Es ist spannend wie ein Historienkrimi, zu ergründen, wie Übersetzungen und Kirchendogmen entstanden sind. Am Beispiel der Entstehung des Dogmas der „ewigen“ Verdammnis (bzw. der unendlich lange dauernden „Höllen“-qualen) soll deswegen im folgenden gezeigt werden, dass politische und gesellschaftliche Einflüsse die Theologie wesentlich stärker geprägt haben und prägen, als die Aussagen der Heiligen Schrift.
Während der Entstehung des Neuen Testament war Griechisch die einflussreiche Verkehrssprache um das gesamte Mittelmeer herum, obwohl das Zentrum der politischen Macht bereits Rom war. Griechisch war folglich auch die Sprache des Neuen Testaments. In den ersten beiden nachchristlichen Jahrhunderten verstanden also die Empfänger der Paulusbriefe genau, was Paulus mit den verwendeten Begriffen sagen wollte. Das Wort, welches Dr. Martin Luther über tausend Jahre später, teils mit Welt oder Zeit im Sinne von zeitlich begrenzt (40mal), und teils mit Ewigkeit und Abwandlungen (75mal) übersetzen sollte, hat im Griechischen nur einen Ursprung: „aion“. Das entsprechende Adjektiv heißt „aionion“.

Zu erledigende Aufgaben:
1. Schreib im extrahierten Text die Passage von „Es ist spannend“ bis „der Heiligen Schrift.“ noch einmal ab und ersetze dabei „Verdammnis“ durch „Strafe“.
2. Auf welches griechische Wort geht laut dem extrahierten Text das Wort zurück, das Luther mal mit Welt oder Zeit, mal mit Ewigkeit übersetzte?

Angaben zum Material:
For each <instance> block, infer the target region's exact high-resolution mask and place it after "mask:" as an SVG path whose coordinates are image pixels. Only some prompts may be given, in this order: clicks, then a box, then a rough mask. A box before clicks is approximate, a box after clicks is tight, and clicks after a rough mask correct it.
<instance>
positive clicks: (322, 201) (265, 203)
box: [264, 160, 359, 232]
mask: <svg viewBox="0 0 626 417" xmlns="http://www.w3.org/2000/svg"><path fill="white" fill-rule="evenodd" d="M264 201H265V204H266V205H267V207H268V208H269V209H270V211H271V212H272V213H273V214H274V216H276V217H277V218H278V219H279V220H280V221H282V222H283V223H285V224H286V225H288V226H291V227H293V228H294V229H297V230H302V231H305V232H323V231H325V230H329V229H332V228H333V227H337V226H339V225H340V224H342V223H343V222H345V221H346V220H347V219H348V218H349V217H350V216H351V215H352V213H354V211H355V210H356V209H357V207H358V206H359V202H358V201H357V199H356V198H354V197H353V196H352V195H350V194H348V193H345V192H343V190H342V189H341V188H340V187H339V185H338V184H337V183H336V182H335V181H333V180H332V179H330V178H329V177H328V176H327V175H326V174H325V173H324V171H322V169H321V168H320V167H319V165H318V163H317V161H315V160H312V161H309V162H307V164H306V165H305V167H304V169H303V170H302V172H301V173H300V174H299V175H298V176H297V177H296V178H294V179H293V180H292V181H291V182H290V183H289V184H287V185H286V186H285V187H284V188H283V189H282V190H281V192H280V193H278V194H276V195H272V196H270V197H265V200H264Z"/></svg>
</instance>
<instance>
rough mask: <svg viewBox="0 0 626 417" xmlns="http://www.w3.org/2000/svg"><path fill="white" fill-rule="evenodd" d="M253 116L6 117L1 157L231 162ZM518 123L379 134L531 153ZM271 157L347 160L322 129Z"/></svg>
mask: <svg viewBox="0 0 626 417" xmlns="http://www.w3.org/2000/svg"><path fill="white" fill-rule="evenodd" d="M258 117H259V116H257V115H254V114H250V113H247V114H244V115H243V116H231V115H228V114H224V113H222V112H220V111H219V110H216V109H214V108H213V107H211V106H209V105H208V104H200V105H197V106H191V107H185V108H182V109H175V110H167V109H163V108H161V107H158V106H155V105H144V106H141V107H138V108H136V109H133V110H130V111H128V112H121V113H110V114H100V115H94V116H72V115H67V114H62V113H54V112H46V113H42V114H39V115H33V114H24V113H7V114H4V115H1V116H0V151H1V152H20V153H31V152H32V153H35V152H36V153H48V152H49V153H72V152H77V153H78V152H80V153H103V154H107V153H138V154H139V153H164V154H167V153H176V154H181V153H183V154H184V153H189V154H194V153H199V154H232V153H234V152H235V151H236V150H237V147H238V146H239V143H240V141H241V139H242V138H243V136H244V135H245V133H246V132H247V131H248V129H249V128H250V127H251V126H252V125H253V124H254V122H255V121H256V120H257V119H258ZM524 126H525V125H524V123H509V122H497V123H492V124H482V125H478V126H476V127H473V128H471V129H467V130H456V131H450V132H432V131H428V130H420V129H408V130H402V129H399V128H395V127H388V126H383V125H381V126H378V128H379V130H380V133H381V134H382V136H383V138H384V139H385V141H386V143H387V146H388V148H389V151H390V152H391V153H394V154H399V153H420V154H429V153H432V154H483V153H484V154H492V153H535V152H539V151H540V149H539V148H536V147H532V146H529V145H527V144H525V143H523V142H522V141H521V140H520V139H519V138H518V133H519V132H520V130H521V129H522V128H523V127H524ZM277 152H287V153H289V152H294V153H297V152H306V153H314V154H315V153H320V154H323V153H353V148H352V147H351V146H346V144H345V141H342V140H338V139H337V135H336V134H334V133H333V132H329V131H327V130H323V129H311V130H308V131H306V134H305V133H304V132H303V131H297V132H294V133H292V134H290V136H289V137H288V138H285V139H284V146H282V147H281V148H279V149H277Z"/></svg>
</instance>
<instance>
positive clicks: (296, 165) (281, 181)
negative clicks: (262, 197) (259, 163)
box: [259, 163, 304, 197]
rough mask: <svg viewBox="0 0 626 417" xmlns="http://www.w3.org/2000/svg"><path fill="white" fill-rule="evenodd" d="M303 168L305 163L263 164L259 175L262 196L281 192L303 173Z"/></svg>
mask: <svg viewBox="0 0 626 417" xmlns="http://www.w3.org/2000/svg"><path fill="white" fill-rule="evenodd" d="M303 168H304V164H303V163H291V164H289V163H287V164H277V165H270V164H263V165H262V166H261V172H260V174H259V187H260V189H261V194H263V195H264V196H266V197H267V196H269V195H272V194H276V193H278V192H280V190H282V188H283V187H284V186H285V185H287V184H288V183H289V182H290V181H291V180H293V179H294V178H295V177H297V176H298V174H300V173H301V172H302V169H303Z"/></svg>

Antworten:
1.
Es ist spannend wie ein Historienkrimi, zu ergründen, wie Übersetzungen und Kirchendogmen entstanden sind. Am Beispiel der Entstehung des Dogmas der „ewigen“ Strafe (bzw. der unendlich lange dauernden „Höllen“-qualen) soll deswegen im folgenden gezeigt werden, dass politische und gesellschaftliche Einflüsse die Theologie wesentlich stärker geprägt haben und prägen, als die Aussagen der Heiligen Schrift.

2. Auf das Wort „aion“.